- _WORK TASK 1_
List the techniques that the frankincense article says were used to learn the structure of the components.
- _WORK TASK 2_
Update the frankincense article from "Frankincense resin could" up to and including "Bahrain News Agency.", using "drugs" in place of "medicines".
- _WORK TASK 3_
Write what comes next in the frankincense article, starting from its last sentence.

Frankincense resin could slow Covid impact

Plants from the past and used in the Bible may help us against modern ailments. Research studies to produce medicines capable of fighting COVID-19 from frankincense trees in Oman are being jointly undertaken by the University of Nizwa in Oman and the University of Oxford in England according to the Bahrain News Agency.

Ancient trees and plants from the Holy Land in Israel and written about in biblical times may have the power to heal modern ailments. We have heard a lot recently about CBD and THC from the cannabis plant but there are thousands of natural sources of medicine all around us waiting to be discovered. A recent UN report list 12 wild plants in need of protecting and one of them is based on this new research. 

The new research project is looking to isolate certain key compounds from frankincense – known for its healing properties – and to use them to make antibiotics.

The resin contains large numbers of naturally occurring chemicals that could be used to inhibit the ability of the COVID-19 virus to infect people, the researchers suspect.

“We realised that the properties of these compounds being anti-inflammatory can be very beneficial, because we could use these to inhibit the m-protease protein in the COVID virus,” Dr Ahmed Sulaiman Al Harrasi, the Vice Chancellor for Research and Graduate Studies at the University of Nizwa, said.

“This protein is present in the spike protein of the virus, which is used to enter the host cells, such as the lungs, in the case of humans. We ran models of the m-protease, in which we treated this with our active drugs,” he added. “We could see a very strong binding between the two, which means the inhibition of the virus by these compounds could be very strong.”

The project is led by Dr Al Harrasi, who also serves as the Chair of the Natural and Medical Sciences Research Centre, which he helped found, and is conducting this research, and Dr Christopher Schofield, the Head of Organic Chemistry at Oxford. 

“It starts with the isolation of active ingredients from the frankincense resin,”Al Harrasi said.

“It then has to go through several procedures conducted here. Some of these are self-developed methodologies and protocols that helped us isolate these bioactive components, purify them, and then characterise them. We came to know their structure through different spectroscopic techniques such as nuclear resonance, X-rays and mass spectrometry. Various techniques are used to identify and elucidate the structure of those components used to make drugs isolated from frankincense.”

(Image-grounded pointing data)

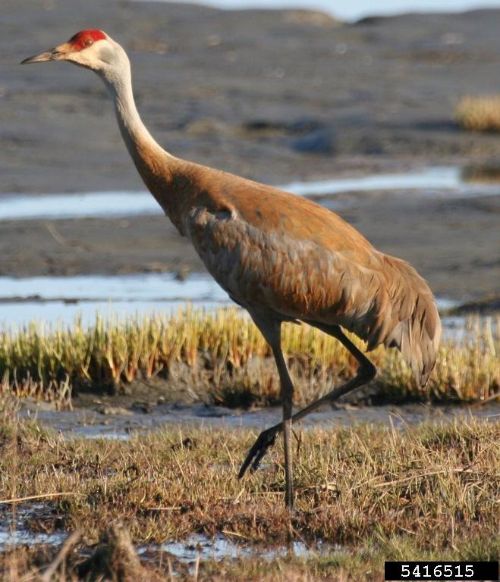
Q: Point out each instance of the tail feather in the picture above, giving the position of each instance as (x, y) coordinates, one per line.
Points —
(417, 329)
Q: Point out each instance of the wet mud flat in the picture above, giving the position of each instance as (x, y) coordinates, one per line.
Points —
(266, 94)
(168, 501)
(118, 417)
(452, 241)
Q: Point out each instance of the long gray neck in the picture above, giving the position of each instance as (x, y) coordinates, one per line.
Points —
(137, 138)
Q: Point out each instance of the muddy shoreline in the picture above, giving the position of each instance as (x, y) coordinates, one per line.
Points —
(272, 95)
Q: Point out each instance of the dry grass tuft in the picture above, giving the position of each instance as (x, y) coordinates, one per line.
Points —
(426, 492)
(479, 113)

- _OUTPUT 1_
Nuclear resonance, X-rays, mass spectrometry

- _OUTPUT 2_
Frankincense resin could slow Covid impact

Plants from the past and used in the Bible may help us against modern ailments. Research studies to produce drugs capable of fighting COVID-19 from frankincense trees in Oman are being jointly undertaken by the University of Nizwa in Oman and the University of Oxford in England according to the Bahrain News Agency.

- _OUTPUT 3_
The resin was chosen for this research as it contains a high number of boswellic acids, known to be excellent anti-inflammatory components, which have been used to treat ailments such as diabetes, cancer, joint pain and Crohn’s disease.

“Some of these are about to reach pharmacy shelves as real drugs.”

The next step of the research will involve testing the quality and strength of the compounds isolated from frankincense.

Protecting wild plants

There are wild ingredients found in your home that are now under threat and which could be the medicine of the future. Brazil nuts, argan oil, and shea butter are now classified among a dozen wild, threatened and at risk plants known as flagship species that need protecting.

A new report published by the UN called Wild Check: Assessing risks and opportunities of trade in wild plant ingredients, sheds light on twelve flagship species – the so-called “wild dozen” – that are hidden in our everyday products.

Thousands of species are at risk primarily due to habitat loss, as well as other factors such as climate change and over-exploitation.

Of the 21 percent of medicinal and aromatic plant species whose vulnerability status has been assessed, nine percent are considered threatened with extinction. About 1 billion of the world’s most vulnerable people are thought to depend on them for their livelihoods.